**Work instruction 1:** In the passage on the Word of God, which psalm verse is cited alongside the creation account of Genesis 1?
**Work instruction 2:** According to the passage on the Word of God, what does God command into being by speaking in the creation account? List every item it names.

**Extract:**
• • • • •

The word (Logos) of God

 

For John, the beginning of the Good News is in eternity with God. The eternal Father is made known in the world by the Son (l: 18). 'God loved the world so much that he gave his only Son, so that everyone who believes in him may not die but have eternal life. ‘(3: 16) The Son is identified with God's creative Word. The eternal God and his creative Word were before time, before anything was created. In the creation account of Genesis 1, eight great acts of creation are the consequence of God's spoken Word (Psalm 33:6). God speaks, commanding that there should be light, the sky, the dry land and seas, all kinds of plants, the stars and planets, all kinds of sea creatures, all kinds of land creatures, and finally, the human race. Isaiah 55: 11 speaks of God sending his Word out to work for him. The Old Testament frequently speaks of God's Word revealing to his prophets how they must speak and act for him. God's wisdom is in God's Word. Proverbs 8 :22-31 speaks of God's wisdom as being the first of his created works and being with God as he created the universe, pointing to the Uncreated Word of John 1: 1; the Word was God.

• • • • •

[Region pointing data]
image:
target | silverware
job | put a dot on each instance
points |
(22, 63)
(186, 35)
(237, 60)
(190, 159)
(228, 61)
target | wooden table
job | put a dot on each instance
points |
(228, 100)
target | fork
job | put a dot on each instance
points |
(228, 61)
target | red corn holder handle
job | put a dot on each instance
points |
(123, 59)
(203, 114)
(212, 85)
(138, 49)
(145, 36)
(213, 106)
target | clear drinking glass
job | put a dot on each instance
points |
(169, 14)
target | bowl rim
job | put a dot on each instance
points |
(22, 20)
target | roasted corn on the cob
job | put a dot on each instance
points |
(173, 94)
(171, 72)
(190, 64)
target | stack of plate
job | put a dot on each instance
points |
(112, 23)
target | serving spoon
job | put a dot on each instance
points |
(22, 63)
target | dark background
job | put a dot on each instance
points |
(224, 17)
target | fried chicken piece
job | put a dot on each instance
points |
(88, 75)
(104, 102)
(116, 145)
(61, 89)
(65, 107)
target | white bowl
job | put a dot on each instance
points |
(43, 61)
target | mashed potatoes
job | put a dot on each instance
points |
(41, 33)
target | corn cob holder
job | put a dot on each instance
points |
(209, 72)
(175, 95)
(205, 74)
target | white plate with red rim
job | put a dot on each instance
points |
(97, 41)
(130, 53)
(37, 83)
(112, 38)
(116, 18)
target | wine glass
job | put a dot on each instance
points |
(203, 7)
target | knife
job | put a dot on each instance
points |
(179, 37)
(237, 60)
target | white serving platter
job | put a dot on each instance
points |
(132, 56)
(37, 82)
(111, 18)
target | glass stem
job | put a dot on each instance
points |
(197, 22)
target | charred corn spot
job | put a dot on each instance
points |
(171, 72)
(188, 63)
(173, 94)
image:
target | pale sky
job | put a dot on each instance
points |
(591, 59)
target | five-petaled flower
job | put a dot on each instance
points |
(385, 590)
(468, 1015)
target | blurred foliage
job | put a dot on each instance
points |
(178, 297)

• • • • •

**Response box 1:** Psalm 33:6

**Response box 2:** Light, the sky, the dry land and seas, all kinds of plants, the stars and planets, all kinds of sea creatures, all kinds of land creatures, and the human race.